TASK PROMPT: A line-by-line copy of the material below is required.

RECORDS SUPPLIED:
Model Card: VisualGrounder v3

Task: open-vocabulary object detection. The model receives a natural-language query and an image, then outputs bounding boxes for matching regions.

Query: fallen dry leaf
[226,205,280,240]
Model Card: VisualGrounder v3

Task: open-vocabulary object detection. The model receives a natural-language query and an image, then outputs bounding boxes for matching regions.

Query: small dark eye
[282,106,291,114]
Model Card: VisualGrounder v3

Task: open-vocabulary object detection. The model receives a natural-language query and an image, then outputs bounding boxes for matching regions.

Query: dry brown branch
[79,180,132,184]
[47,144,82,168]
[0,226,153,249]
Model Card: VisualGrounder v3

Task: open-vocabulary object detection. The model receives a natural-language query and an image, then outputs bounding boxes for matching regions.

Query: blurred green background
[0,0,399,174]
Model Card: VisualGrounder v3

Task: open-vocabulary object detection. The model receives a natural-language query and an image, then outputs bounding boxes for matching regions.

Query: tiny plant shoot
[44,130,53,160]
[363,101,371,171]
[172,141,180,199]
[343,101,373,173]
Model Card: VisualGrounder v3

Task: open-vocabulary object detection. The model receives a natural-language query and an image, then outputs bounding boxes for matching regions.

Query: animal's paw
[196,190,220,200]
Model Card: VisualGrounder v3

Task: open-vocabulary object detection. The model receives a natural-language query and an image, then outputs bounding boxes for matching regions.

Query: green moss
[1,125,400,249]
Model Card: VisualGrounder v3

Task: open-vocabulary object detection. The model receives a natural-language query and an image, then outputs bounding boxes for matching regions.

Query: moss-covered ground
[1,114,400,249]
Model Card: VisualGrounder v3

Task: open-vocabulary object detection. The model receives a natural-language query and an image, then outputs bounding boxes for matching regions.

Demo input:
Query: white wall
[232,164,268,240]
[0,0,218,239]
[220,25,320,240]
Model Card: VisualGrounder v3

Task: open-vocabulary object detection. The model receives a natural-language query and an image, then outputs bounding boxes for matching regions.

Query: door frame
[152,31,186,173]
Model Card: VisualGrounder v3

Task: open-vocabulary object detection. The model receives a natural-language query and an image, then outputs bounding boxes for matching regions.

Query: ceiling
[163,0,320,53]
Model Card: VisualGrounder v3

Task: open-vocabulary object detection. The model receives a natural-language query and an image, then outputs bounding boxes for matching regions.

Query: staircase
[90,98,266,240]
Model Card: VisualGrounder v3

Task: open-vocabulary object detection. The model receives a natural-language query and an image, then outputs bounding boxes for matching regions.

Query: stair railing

SOLUTION FOR THIS EXERCISE:
Model Card: VisualGrounder v3

Task: open-vocabulary object detection. The model receives a natural-language query and an image, then outputs bounding boxes for matching regions.

Query: fallen dry leaf
[226,205,280,240]
Model Card: VisualGrounder v3

Task: open-vocabulary object detection. The model receives a natural-language query and an image, then outputs bounding boxes for matching regions.

Query: small dark eye
[282,106,291,114]
Model Card: VisualGrounder v3

Task: open-vocabulary object detection. The model receives a natural-language query and an image, then outputs bounding boxes for matching regions.

Query: dry brown branch
[79,180,132,184]
[47,144,82,168]
[0,226,153,249]
Model Card: VisualGrounder v3

Task: open-vocabulary object detection. The model receives a natural-language query and an image, then outputs bounding boxes for matching regions.

Query: blurred green background
[0,0,399,174]
Model Card: VisualGrounder v3

Task: open-vocabulary object detection. The model receives a natural-language query and an image, then outputs bounding boxes for matching regions.

Query: tiny plant shoot
[44,130,53,160]
[363,101,371,171]
[172,141,180,199]
[343,101,373,173]
Model Card: VisualGrounder v3

Task: open-vocabulary object detection. The model receives a natural-language query and an image, then outputs bounding boxes for matching regions.

Query: animal's paw
[196,190,220,200]
Model Card: VisualGrounder v3

Task: open-vocabulary object detection. The model receives a natural-language query and an image, then outputs bounding boxes for matching regions.

Query: green moss
[1,125,400,249]
Model Card: VisualGrounder v3

Task: open-vocabulary object detection. The model receives a natural-language query and an image, then outputs bounding boxes for matching regions.

Query: moss-covered ground
[1,114,400,249]
Model Card: VisualGrounder v3

Task: open-vocabulary object detection. The model receives a natural-language query and an image, then outputs bounding boxes for matching regions.

Demo input:
Query: white wall
[232,164,268,240]
[0,0,218,239]
[220,25,320,240]
Model Card: VisualGrounder v3

Task: open-vocabulary object detection. The model receives a natural-language query and an image, then outputs bounding boxes for matching regions.

Query: door frame
[152,31,186,173]
Model Card: VisualGrounder v3

Task: open-vocabulary object detection. The model receives a natural-language query and an image, then outputs bounding boxes for matching regions.

Query: ceiling
[163,0,320,53]
Model Card: VisualGrounder v3

Task: open-vocabulary object detection. The model receives a natural-language query and an image, then outputs bounding boxes for matching regions.

Query: staircase
[90,98,266,240]
Model Card: VisualGrounder v3

Task: open-vocabulary object detection. The model receives a natural-language query and an image, then outputs bounding boxes for matching regions.

Query: stair railing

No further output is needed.